Problem requirements
Reproduce every line of the records below verbatim and leave out the pictures.

————

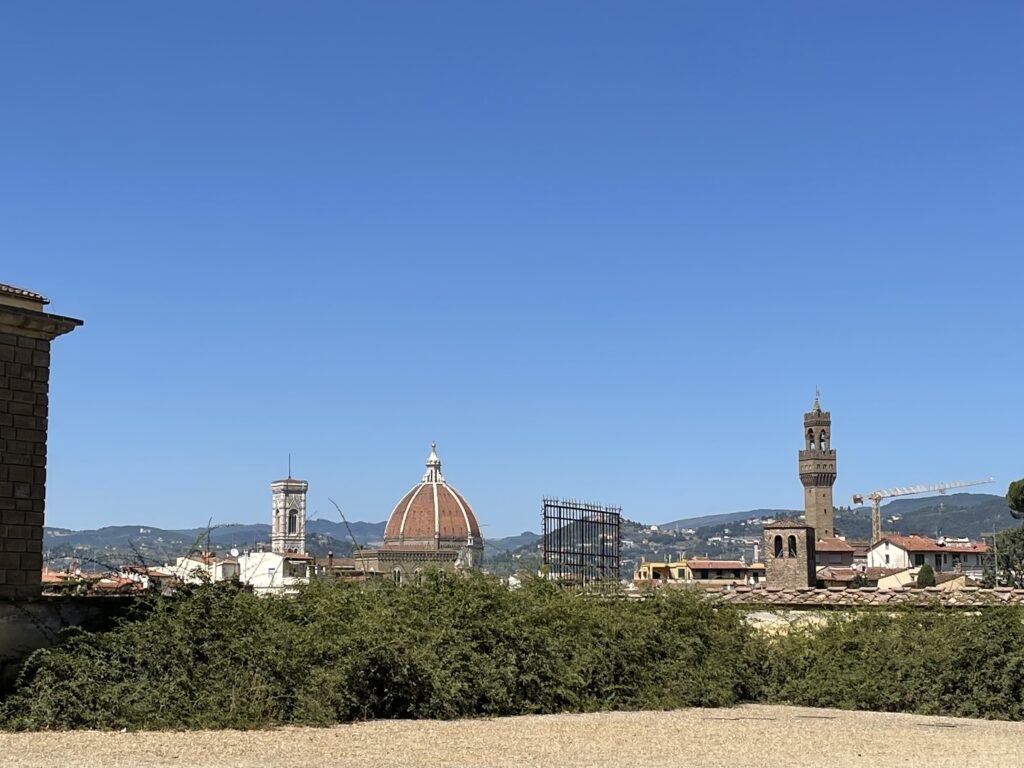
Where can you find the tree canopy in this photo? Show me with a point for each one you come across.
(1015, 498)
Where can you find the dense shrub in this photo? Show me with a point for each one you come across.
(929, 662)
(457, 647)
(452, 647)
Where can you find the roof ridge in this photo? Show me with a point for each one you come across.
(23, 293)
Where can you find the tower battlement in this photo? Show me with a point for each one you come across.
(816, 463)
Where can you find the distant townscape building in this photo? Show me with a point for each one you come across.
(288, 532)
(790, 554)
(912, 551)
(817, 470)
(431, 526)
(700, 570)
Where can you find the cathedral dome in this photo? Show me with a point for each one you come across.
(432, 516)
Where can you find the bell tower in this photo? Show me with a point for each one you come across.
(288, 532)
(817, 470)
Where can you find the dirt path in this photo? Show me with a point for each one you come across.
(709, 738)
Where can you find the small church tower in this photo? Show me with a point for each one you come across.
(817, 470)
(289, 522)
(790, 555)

————

Solution
Where can you find the tree canopy in this photo? Show me with a point for each one you come across.
(1015, 498)
Where can you find the dense shrub in this photo? Show me with a point for each one you come across.
(929, 662)
(457, 647)
(452, 647)
Where can you find the roof ridge in this photo? Show me with a point for each one you come across.
(23, 293)
Where can you find the tower battlement in this photo? Show me with a point for each one you come across.
(816, 463)
Where can you find the distant townscape building in this photo? Show me with a point for each one you come across.
(288, 532)
(790, 554)
(912, 551)
(817, 470)
(431, 526)
(700, 570)
Where can you find the cathedral dome in this photo? Show me with a point for each one you come across.
(432, 516)
Where can you find the bell tower in this photo? Show me with a point for each one you come across.
(288, 532)
(817, 470)
Where can you find the dirt path in this photo? Show me with a point for each one you come across.
(709, 738)
Where can you find the small church tower in this photo? Show me with a point for each one you come across.
(817, 470)
(289, 522)
(790, 555)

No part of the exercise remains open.